Zitierter Text »
━━━━━━━━━━━━━━━━

# Anlage an Pc hat nebengeräusche



## screamation (20. September 2004)

Hallo! 
wieß nicht ob ich hier richtig bin mit der frage ! Hoffe Ihr könnt mir trotzdem helfen!
Also ich habe jetzt meine Anlage an meinen Rechner angeschlossen, weil ich ein hobby Dj bin und mit dem Rechenr meine Mixe aufnehmen will! Habe creativ Soundkarte drin und ich kann auch was höhren. Allerdings ist es so, das ich ein summendes Nebengeräusch habe und mir das total auf die Nerven geht!
Zum Anschluß noch mal : ich habe die Dreher ( Plattenpieler über ein Mischpult ) mit der line in Buchse an der  Soundkarte verbunden!Verstärker dann über Aux an den Rechenr!
Was kann falsch sein brauch ich etwas zum Entstören ? 
bittte helft mir!Danke
MFG screamation


----------



## Andreas Späth (20. September 2004)

Also bei Plattenspielern darauf achten das die geerdet sind, wenn nicht am besten über den Verstärker erden.

Bei der Soundausgabe kann es manchmal helfen in der Lautstärkesteuerung von Windows den CD-Player auf Stumm zu stellen, die rauschen manchmal ein wenig.


----------

━━━━━━━━━━━━━━━━

Vorliegende Datensätze »
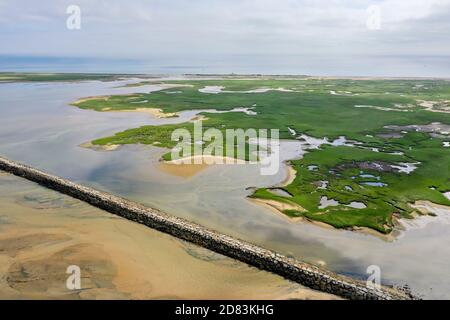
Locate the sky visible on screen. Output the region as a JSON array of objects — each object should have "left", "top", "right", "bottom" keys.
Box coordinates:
[{"left": 0, "top": 0, "right": 450, "bottom": 77}]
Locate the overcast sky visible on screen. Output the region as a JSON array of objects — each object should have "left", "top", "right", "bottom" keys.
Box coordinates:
[{"left": 0, "top": 0, "right": 450, "bottom": 76}]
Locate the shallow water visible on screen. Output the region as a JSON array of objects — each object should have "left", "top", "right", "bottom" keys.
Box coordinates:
[{"left": 0, "top": 82, "right": 450, "bottom": 298}]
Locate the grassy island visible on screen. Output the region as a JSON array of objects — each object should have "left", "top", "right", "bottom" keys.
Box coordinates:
[{"left": 74, "top": 77, "right": 450, "bottom": 233}]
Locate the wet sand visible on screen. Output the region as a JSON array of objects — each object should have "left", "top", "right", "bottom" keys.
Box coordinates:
[{"left": 0, "top": 174, "right": 335, "bottom": 299}]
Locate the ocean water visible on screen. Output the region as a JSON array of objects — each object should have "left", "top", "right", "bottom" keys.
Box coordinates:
[
  {"left": 0, "top": 81, "right": 450, "bottom": 298},
  {"left": 0, "top": 54, "right": 450, "bottom": 78}
]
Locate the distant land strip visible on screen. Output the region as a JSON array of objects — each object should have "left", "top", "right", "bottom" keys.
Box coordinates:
[{"left": 0, "top": 157, "right": 415, "bottom": 300}]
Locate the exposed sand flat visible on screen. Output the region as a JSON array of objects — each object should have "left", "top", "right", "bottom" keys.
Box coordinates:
[
  {"left": 249, "top": 198, "right": 306, "bottom": 214},
  {"left": 80, "top": 142, "right": 121, "bottom": 151},
  {"left": 71, "top": 96, "right": 111, "bottom": 106},
  {"left": 0, "top": 175, "right": 336, "bottom": 299},
  {"left": 167, "top": 155, "right": 247, "bottom": 165},
  {"left": 158, "top": 162, "right": 208, "bottom": 178}
]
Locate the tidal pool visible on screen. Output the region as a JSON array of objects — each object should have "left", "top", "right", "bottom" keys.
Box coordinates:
[{"left": 0, "top": 81, "right": 450, "bottom": 298}]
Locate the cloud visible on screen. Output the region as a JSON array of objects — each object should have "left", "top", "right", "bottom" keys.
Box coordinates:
[{"left": 0, "top": 0, "right": 450, "bottom": 75}]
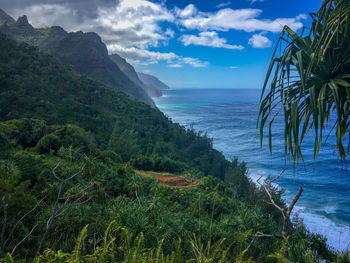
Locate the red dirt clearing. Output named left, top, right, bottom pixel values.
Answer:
left=136, top=171, right=198, bottom=188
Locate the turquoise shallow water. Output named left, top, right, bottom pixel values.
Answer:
left=155, top=89, right=350, bottom=250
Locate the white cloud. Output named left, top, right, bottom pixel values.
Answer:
left=107, top=44, right=209, bottom=68
left=176, top=7, right=305, bottom=33
left=250, top=0, right=265, bottom=4
left=164, top=28, right=175, bottom=38
left=96, top=0, right=175, bottom=48
left=179, top=31, right=244, bottom=50
left=14, top=0, right=209, bottom=67
left=248, top=34, right=272, bottom=48
left=175, top=4, right=198, bottom=18
left=168, top=64, right=183, bottom=68
left=216, top=2, right=231, bottom=8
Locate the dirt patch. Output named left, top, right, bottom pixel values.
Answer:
left=136, top=171, right=198, bottom=187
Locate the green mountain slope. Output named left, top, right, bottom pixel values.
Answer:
left=0, top=32, right=229, bottom=178
left=110, top=54, right=162, bottom=97
left=0, top=11, right=155, bottom=107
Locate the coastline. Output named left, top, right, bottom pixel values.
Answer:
left=156, top=89, right=350, bottom=251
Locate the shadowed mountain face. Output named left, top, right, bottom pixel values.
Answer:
left=137, top=72, right=170, bottom=90
left=0, top=10, right=155, bottom=107
left=110, top=54, right=162, bottom=97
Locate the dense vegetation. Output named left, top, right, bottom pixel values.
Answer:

━━━━━━━━━━━━━━━━

Aufgaben »
[a] Warum hat screamation laut dem Forenthread die Anlage an den Rechner angeschlossen? Antworte in ein bis drei Sätzen.
[b] Ändere in den Datensätzen die Zeilen von der Zeile mit „Locate the red“ bis einschließlich der Zeile mit „left=216, top=2, right=231, bottom=8“, indem du „Locate“ durch „Mark“ ersetzt. Alles andere bleibt unverändert, und gib nur diese Zeilen aus.

Die Lösungen »
[a] screamation ist Hobby-DJ und möchte mit dem Rechner die eigenen Mixe aufnehmen.

[b]
Mark the red dirt clearing. Output named left, top, right, bottom pixel values.
Answer:
left=136, top=171, right=198, bottom=188
Mark the turquoise shallow water. Output named left, top, right, bottom pixel values.
Answer:
left=155, top=89, right=350, bottom=250
Mark the white cloud. Output named left, top, right, bottom pixel values.
Answer:
left=107, top=44, right=209, bottom=68
left=176, top=7, right=305, bottom=33
left=250, top=0, right=265, bottom=4
left=164, top=28, right=175, bottom=38
left=96, top=0, right=175, bottom=48
left=179, top=31, right=244, bottom=50
left=14, top=0, right=209, bottom=67
left=248, top=34, right=272, bottom=48
left=175, top=4, right=198, bottom=18
left=168, top=64, right=183, bottom=68
left=216, top=2, right=231, bottom=8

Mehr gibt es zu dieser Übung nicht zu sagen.